Ausgewählter Text:
▬▬▬▬▬▬▬▬▬▬

Ansiinger ließ Dossiers anlegen über Thelonious Monk, Louis Armstrong, Les Brown, Count Basie, Jimmy Dorsey, Duke Ellington, Dizzy Gillespie, Lionel Hampton, Andre Kostelanetz, Cab Calloway, das NBC-Orchester, die Milton-Berle-Show, die Coca-Cola-Sendung, die Jackie-Gleason-Show und die Kate-Smith-Sendung.
Der »Marihuanarassismus« hält bis heute an. Harry Ansiinger berichtete 1937 dem Kongreß, daß es in den USA insgesamt 50 000 bis 100 000 Marihuanaraucher gebe und daß die meisten von ihnen »Neger und Mexikaner und Unterhaltungskünstler« seien.6 Er bezeichnete ihre Musik, den Jazz und den Swing, als Folgeerscheinung des Mari-huanagenusses und behauptete, daß diese »satanische« Musik und der Genuß von Marihuana weiße Frauen dazu brächten, »sexuelle Beziehungen mit Negern zu wollen«!
Südafrika heute
In Südafrika wurde ab 1911 aus denselben Gründen wie in New Orleans Marihuana verboten: um aufsässige Schwarze niederzuhalten!7 Gemeinsam mit Ägypten führte Südafrika später im Rahmen des Völkerbunds den internationalen Kampf zur weltweiten Ächtung von Cannabis an.
Im selben Jahr drängte Südafrika die Gesetzgeber der Südstaaten der USA dazu, Cannabis zu verbieten, das viele schwarze Südafrikaner als »Dagga«, ihr heiliges Kraut, kannten.
Dies ist der rassistische und religiöse Rahmen, in welchem unsere Gesetze gegen Hanf entstanden; er entspricht dem der mittelalterlichen katholischen Kirche. Kann man darauf stolz sein?
Insgesamt zwölf Millionen Jahre verbrachten Amerikanerinnen bisher aus diesen rassistischen und sicherlich auch aus ökonomischen Gründen in Gefängnissen und Zuchthäusern oder lebten unter strengen Auflagen oder auf Bewährung (vgl. Kapitel 4).
Ist es nicht interessant, daß die USA 1985 im Verhältnis zu ihrer Bevölkerung mehr Menschen in Gefängnisse gesperrt hatten als jedes andere Land der Welt, ausgenommen Südafrika? 1989 überholten die USA sogar Südafrika, und 1992 war der Prozentsatz der Gefangenen in den USA nahezu dreimal so hoch wie der von Südafrika.
Präsident Bush versprach in seiner großen Rede zur Drogenpolitik am 5. September 1989, daß er die Zahl der Inhaftierten erneut verdoppeln werde, nachdem dies schon unter Reagan geschehen war. Dieses Ziel erreichte er 1992, und bis 1996 wollte er die Zahl der Gefangenen ein weiteres Mal verdoppelt haben.

▬▬▬▬▬▬▬▬▬▬

Aufgabe A:
Beantworten Sie anhand des Textes über Cannabisverbot und Rassismus die folgenden Fragen:
(i) Ab welchem Jahr war Marihuana in Südafrika verboten?
(ii) Gemeinsam mit welchem Land führte Südafrika im Völkerbund den Kampf zur weltweiten Ächtung von Cannabis an?
(iii) An welchem Datum hielt Präsident Bush seine große Rede zur Drogenpolitik?
Aufgabe B: Führen Sie den Text über Cannabisverbot und Rassismus nach seinem letzten Satz weiter.
Die anschließenden Zeilen spielen hierfür keine Rolle.

▬▬▬▬▬▬▬▬▬▬

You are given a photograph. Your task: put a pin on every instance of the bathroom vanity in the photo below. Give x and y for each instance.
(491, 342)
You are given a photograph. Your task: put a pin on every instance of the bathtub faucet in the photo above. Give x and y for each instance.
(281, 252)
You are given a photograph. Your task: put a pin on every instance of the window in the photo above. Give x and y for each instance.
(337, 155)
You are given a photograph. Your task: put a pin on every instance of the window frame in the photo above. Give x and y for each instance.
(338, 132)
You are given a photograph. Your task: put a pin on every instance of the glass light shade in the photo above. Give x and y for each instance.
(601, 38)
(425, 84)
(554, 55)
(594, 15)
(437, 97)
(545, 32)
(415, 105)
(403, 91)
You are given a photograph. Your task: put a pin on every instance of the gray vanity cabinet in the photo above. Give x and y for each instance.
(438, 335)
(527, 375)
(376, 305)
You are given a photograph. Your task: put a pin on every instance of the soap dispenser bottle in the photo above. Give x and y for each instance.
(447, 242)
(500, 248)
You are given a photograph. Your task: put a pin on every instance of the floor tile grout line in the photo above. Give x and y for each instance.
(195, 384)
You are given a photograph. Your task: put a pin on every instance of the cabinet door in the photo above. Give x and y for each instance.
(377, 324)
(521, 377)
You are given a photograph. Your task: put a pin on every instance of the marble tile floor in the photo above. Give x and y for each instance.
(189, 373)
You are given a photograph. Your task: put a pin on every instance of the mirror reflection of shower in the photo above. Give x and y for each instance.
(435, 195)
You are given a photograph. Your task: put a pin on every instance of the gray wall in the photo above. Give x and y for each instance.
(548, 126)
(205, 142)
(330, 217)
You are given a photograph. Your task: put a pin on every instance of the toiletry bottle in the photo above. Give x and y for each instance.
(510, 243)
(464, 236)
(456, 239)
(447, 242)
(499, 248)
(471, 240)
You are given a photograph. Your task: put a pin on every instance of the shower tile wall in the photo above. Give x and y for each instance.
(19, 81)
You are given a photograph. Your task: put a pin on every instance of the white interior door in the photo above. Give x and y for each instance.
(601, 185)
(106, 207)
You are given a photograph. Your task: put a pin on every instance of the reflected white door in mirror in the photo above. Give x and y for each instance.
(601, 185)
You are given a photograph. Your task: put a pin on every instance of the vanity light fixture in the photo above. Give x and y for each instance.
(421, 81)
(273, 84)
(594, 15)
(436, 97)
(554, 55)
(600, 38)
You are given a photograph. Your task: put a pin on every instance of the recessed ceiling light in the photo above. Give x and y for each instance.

▬▬▬▬▬▬▬▬▬▬

Lösung A:
(i) Ab 1911.
(ii) Gemeinsam mit Ägypten.
(iii) Am 5. September 1989.

Lösung B:
Hier sei an den öffentlichen Aufschrei im Jahre 1979 erinnert, als der ehemalige UNO-Botschafter Andrew Young der Welt mitteilte, daß es in den USA mehr politische Gefangene gibt als in jedem anderen Land (Amnesty International, ACLU).
Das lange Echo dieser Politik
Obwohl die gesetzliche Auflage zur Schwärzung des Gesichts in den späten 20er Jahren abgeschafft wurde, mußten schwarze Unterhaltungskünstler wie Harry Belafonte oder Sammy Davis Jr. bis in die 60er Jahre hinein Theater, Bars etc. durch die Hintertür betreten; das verlangte das Gesetz!
Sie konnten sich in Las Vegas oder Miami Beach kein Hotelzimmer mieten, selbst wenn sie die Hauptattraktion des Abends waren.
Ben Vereens Performance zur Amtseinführung von Präsident Reagan im Jahre 1981 stellte die Entwicklung der USA im Jahrhundert des Blackface und der »Jim-Crow«-Gesetze in einer großartigen Geschichte über den genialen schwarzen Komiker Bert Williams dar (um 1890 bis 1920).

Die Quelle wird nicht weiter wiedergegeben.